DATA TO EXAMINE below:

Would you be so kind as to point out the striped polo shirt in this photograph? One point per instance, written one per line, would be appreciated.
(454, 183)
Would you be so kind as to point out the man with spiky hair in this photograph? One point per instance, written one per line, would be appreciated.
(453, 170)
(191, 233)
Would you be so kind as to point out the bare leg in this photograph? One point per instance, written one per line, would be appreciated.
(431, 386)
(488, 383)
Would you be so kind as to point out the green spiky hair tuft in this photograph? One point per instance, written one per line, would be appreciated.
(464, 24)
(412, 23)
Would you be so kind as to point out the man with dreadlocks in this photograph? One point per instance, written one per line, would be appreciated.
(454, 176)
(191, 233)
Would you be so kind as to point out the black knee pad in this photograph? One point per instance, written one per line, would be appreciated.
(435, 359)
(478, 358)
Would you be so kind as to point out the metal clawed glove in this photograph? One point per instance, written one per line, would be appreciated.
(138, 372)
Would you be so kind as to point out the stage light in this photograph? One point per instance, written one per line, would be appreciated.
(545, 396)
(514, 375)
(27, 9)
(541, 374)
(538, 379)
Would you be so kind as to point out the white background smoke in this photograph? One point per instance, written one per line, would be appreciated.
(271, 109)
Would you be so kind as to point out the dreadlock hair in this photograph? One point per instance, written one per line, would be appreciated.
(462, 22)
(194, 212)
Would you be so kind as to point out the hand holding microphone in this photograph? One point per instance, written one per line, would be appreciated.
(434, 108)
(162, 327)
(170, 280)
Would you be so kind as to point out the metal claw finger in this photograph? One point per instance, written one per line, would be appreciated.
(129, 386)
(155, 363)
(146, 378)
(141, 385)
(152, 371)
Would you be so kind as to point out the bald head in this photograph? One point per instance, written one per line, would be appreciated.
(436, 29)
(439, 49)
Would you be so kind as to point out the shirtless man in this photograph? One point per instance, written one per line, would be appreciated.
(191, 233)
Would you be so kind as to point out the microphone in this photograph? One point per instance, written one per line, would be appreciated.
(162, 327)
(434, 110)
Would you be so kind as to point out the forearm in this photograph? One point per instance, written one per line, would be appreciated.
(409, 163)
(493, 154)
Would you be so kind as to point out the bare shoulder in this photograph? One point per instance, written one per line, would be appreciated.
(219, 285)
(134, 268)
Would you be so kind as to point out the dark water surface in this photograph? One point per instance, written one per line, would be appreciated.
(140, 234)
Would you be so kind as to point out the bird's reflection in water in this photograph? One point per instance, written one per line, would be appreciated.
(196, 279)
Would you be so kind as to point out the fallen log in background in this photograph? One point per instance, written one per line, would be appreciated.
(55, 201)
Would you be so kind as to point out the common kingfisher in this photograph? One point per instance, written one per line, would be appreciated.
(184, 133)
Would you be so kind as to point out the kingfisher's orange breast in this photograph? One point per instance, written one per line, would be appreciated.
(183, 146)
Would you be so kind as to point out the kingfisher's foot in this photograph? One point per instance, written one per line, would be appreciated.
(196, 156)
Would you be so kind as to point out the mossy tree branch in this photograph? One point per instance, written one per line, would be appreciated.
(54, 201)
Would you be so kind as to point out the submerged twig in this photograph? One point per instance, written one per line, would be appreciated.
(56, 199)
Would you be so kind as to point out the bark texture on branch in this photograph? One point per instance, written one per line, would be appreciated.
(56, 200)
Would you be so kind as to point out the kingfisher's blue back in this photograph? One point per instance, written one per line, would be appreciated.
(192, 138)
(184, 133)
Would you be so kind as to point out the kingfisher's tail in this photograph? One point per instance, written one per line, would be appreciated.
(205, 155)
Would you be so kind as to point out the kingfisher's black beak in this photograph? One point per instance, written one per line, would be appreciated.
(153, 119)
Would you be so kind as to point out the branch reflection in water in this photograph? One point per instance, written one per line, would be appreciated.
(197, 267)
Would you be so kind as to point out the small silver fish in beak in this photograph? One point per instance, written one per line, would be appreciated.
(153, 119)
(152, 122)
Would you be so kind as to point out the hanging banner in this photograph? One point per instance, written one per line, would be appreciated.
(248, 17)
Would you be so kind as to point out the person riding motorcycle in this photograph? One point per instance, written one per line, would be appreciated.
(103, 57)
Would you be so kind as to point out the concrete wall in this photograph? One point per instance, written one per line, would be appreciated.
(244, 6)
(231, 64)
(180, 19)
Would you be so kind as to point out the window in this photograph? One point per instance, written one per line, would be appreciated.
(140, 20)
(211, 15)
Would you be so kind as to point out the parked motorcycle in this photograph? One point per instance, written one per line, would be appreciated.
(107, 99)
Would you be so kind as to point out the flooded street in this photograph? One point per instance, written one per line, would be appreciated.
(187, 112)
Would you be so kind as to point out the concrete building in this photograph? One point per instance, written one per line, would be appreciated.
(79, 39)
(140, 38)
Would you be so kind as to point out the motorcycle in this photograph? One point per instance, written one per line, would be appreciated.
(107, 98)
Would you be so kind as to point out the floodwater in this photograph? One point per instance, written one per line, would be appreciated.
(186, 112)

End of DATA TO EXAMINE.

WHAT THE TASK ASKS → Print the data above exactly.

ANSWER BOX →
Would you be so kind as to point out the striped polo shirt in this photograph? One point per instance, written one per line, would be appreciated.
(454, 183)
Would you be so kind as to point out the man with spiky hair in this photograph? One point per instance, written one per line, would be appreciated.
(453, 170)
(191, 233)
Would you be so kind as to point out the bare leg in this photograph? One point per instance, written one per line, would be appreciated.
(431, 386)
(488, 383)
Would you be so kind as to point out the green spiky hair tuft in this photograph? One point per instance, written one per line, would be appreciated.
(464, 24)
(412, 23)
Would you be so kind as to point out the man with dreadlocks in this photograph? One point per instance, written one per line, would be appreciated.
(454, 176)
(191, 233)
Would you be so kind as to point out the black knee pad in this photograph? One point per instance, written one per line, would be appreciated.
(435, 359)
(478, 358)
Would you be so kind as to point out the metal clawed glove in this photograph? One point per instance, written one per line, would be appreciated.
(138, 372)
Would you be so kind as to point out the stage light in this photograph? One point per instance, written one per line, would be appreciated.
(545, 396)
(514, 375)
(27, 9)
(541, 374)
(538, 379)
Would you be so kind as to point out the white background smoke in this photograph? One point per instance, written one per line, would be appreciated.
(271, 109)
Would you be so kind as to point out the dreadlock hair in this photograph? One point per instance, written one per line, would be appreciated.
(462, 22)
(194, 212)
Would you be so kind as to point out the hand holding microphone in this photograph? One point per instance, written one per line, would be appreciated.
(434, 108)
(162, 327)
(170, 280)
Would you be so kind as to point out the metal claw finger in this photograph? One point per instance, written one per line, would be appreciated.
(129, 386)
(155, 363)
(146, 378)
(141, 385)
(152, 371)
Would you be so kind as to point out the bald head in this photograph? One point per instance, written one per line, would be appreciated.
(436, 29)
(439, 49)
Would you be so kind as to point out the shirtless man in this photograph? One point per instance, written one per line, would be appreciated.
(191, 233)
Would you be so kind as to point out the microphone in this photograph? One point per instance, written one per line, would be appreciated.
(162, 327)
(434, 110)
Would you be so kind as to point out the forearm in this photograph? One point per instance, written one per line, would be appreciated.
(409, 163)
(493, 154)
Would you be so kind as to point out the bare shoulder in this photograph? One point per instance, written one per line, would be appreciated.
(219, 285)
(134, 268)
Would you be so kind as to point out the dark water surface in this photograph? One point per instance, written one per line, would be appreciated.
(140, 234)
Would you be so kind as to point out the bird's reflection in water in this photograph? One point per instance, written one per line, would be appreciated.
(196, 279)
Would you be so kind as to point out the fallen log in background in this photograph? One point per instance, written one per line, would be appreciated.
(55, 201)
Would you be so kind as to point out the common kingfisher in this photograph? One point per instance, written one per line, would be appreciated.
(184, 133)
Would you be so kind as to point out the kingfisher's orange breast in this photograph? One point per instance, written one per line, would be appreciated.
(183, 146)
Would you be so kind as to point out the kingfisher's foot in this photograph? One point per instance, written one per line, would be appreciated.
(196, 156)
Would you be so kind as to point out the mossy tree branch in this photograph? One point per instance, written one per line, would be appreciated.
(54, 201)
Would you be so kind as to point out the submerged twig in this photograph? One point per instance, written one per line, would be appreciated.
(56, 199)
Would you be so kind as to point out the bark texture on branch in this photograph? One point per instance, written one per line, would be appreciated.
(56, 200)
Would you be so kind as to point out the kingfisher's blue back in this photograph? One point per instance, written one per line, would be appreciated.
(192, 138)
(184, 133)
Would you be so kind as to point out the kingfisher's tail in this photograph? One point per instance, written one per line, would be appreciated.
(205, 155)
Would you be so kind as to point out the kingfisher's black beak in this photograph? One point per instance, written one per line, would be appreciated.
(153, 119)
Would you be so kind as to point out the branch reflection in water in this photograph? One point per instance, written one per line, would be appreciated.
(197, 267)
Would you be so kind as to point out the small silver fish in beak in this photograph? One point per instance, written one per line, would be appreciated.
(153, 119)
(152, 122)
Would you be so kind as to point out the hanging banner in this photograph? One point per instance, written one per line, would be appreciated.
(248, 17)
Would you be so kind as to point out the person riding motorcycle in this photograph? One point per instance, written one per line, would be appreciated.
(103, 57)
Would you be so kind as to point out the concrete wall in this photograph? One point per instance, written one per line, would be appreciated.
(244, 6)
(231, 64)
(180, 19)
Would you be so kind as to point out the window in this photograph? One point per instance, written one per line, would be appreciated.
(140, 20)
(211, 15)
Would you be so kind as to point out the parked motorcycle in this photograph? One point per instance, written one per line, would be appreciated.
(107, 99)
Would you be so kind as to point out the flooded street in this photograph? One point per instance, written one per line, would be appreciated.
(187, 112)
Would you be so kind as to point out the concrete building in this photograph? One point per instance, written one per line, would be appreciated.
(79, 39)
(140, 38)
Would you be so kind as to point out the motorcycle in this photograph? One point per instance, written one per line, would be appreciated.
(107, 98)
Would you be so kind as to point out the floodwater in this photograph? One point per instance, written one per line, would be appreciated.
(186, 112)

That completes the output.